- Zəngilan (red) highlighted in Azerbaijan
- Date: 12 November 1993
- Meeting no.: 3,313
- Code: S/RES/884 (Document)
- Subject: Armenia-Azerbaijan
- Voting summary: 15 voted for; None voted against; None abstained;
- Result: Adopted

Security Council composition
- Permanent members: China; France; Russia; United Kingdom; United States;
- Non-permanent members: Brazil; Cape Verde; Djibouti; Hungary; Japan; Morocco; New Zealand; Pakistan; Spain; Venezuela;

= United Nations Security Council Resolution 884 =

United Nations Security Council resolution 884, adopted unanimously on 12 November 1993, after reaffirming resolutions 822 (1993), 853 (1993) and 874 (1993), the Council expressed its concern at the continuing conflict between Armenia and Azerbaijan in Nagorno-Karabakh and condemned violations of the ceasefire between the parties, particularly the occupation of the Zəngilan district and city of Goradiz. Resolution 884 is the fourth and last of the resolutions adopted by the UN Security Council regarding the Nagorno-Karabakh conflict.

== Background ==

The Security Council assessed the situation and on November 12, adopted the resolution 884.

== Text of resolution ==
In paragraphs III-VI, the declaration of the 9 members of the CSCE Minsk Group on 4 November 1993 regarding unilateral ceasefires is evaluated. The resolution then demanded that, from the parties concerned, the immediate cessation of hostilities, the unilateral withdrawal of occupying forces from the Zangelan district and the city of Goradiz, and the withdrawal of occupying forces from other recently occupied areas of Azerbaijan. With regard to the recent violations of the ceasefire, the council urged the parties to observe the ceasefire established from contacts between the Government of Russia and OSCE Minsk Group. It also asked other nations to refrain from interfering in the conflict, particularly as fighting broke out at the Azerbaijani-Iranian border led Iranian troops to be moved to the border region.

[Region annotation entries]
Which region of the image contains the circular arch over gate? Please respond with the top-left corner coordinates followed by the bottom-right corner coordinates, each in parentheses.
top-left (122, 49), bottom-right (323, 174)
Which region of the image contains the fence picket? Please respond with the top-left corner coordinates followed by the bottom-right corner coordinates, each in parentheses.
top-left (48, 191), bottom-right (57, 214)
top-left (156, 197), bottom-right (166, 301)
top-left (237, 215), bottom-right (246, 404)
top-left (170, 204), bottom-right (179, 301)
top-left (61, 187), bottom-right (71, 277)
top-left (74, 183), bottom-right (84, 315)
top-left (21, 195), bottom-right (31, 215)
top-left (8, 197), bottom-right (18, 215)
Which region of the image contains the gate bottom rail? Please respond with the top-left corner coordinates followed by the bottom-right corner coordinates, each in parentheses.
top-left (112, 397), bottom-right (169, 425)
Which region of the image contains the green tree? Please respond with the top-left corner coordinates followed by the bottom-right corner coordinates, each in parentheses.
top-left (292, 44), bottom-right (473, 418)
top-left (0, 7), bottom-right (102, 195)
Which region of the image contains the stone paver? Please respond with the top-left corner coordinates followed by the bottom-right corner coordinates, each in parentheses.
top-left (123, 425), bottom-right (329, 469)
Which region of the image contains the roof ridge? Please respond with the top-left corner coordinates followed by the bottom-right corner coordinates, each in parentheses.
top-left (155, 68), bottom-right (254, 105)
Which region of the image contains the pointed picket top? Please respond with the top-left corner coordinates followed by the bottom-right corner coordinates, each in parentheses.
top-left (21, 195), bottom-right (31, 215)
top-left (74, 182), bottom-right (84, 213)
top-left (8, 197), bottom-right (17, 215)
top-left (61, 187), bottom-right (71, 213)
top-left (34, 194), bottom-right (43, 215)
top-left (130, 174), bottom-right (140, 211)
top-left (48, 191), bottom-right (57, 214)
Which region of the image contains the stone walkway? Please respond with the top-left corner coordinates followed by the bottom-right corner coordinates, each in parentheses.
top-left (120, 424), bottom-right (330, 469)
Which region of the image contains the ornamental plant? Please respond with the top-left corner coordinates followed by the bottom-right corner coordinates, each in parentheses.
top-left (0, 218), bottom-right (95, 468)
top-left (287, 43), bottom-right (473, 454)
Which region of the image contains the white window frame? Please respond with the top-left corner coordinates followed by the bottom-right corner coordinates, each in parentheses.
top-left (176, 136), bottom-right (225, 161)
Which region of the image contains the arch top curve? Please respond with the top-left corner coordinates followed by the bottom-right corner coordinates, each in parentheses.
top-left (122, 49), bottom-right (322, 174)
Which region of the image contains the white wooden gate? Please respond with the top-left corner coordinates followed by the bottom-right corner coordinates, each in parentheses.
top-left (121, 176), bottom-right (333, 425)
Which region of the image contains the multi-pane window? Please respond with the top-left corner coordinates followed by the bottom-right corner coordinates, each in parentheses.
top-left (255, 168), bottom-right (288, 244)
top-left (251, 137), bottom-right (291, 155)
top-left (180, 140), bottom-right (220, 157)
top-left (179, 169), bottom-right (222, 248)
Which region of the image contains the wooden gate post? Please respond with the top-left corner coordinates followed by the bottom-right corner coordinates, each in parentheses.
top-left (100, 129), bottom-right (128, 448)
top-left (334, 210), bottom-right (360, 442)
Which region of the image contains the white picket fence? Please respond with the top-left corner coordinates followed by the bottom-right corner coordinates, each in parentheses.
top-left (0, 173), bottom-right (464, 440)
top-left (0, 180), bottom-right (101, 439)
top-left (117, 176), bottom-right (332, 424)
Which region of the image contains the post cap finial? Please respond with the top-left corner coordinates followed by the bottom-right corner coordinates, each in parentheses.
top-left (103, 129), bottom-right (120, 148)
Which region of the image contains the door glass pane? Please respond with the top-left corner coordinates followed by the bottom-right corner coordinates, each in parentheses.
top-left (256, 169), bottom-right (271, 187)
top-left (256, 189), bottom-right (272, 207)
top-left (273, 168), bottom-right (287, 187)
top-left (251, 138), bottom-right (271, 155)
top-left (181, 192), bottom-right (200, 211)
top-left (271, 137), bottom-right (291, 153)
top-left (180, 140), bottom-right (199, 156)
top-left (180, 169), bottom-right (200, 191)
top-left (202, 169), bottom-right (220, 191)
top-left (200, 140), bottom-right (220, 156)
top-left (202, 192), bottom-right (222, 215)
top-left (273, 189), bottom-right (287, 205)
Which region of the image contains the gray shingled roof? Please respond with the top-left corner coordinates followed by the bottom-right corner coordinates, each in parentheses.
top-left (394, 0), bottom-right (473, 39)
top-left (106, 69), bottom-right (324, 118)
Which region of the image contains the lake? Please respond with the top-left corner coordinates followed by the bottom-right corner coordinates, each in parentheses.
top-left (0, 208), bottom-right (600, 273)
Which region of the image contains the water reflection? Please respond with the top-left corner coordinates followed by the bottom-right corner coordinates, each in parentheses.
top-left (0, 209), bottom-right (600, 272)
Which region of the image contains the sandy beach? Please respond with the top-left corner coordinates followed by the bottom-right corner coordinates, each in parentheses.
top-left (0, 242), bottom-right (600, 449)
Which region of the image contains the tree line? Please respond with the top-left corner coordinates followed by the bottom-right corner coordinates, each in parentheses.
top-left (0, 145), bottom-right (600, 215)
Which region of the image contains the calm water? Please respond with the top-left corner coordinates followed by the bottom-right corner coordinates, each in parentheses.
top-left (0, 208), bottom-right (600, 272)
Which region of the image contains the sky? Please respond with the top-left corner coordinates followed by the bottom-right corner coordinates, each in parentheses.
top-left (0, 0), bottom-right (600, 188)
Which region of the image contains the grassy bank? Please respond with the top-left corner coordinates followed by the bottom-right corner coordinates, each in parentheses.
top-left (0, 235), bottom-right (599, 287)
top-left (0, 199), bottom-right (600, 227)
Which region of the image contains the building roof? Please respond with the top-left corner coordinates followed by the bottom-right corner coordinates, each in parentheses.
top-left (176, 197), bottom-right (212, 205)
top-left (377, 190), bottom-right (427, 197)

[EXERCISE GOAL]:
Please answer these questions from the text on Resolution 884:
(a) How many Council members voted for the resolution?
(b) Which earlier resolutions did the Council reaffirm before adopting it?
(c) On what date did the 9 members of the CSCE Minsk Group make their declaration on unilateral ceasefires?

[RESPONSE TO THIS TASK]:
(a) 15
(b) Resolutions 822 (1993), 853 (1993) and 874 (1993)
(c) 4 November 1993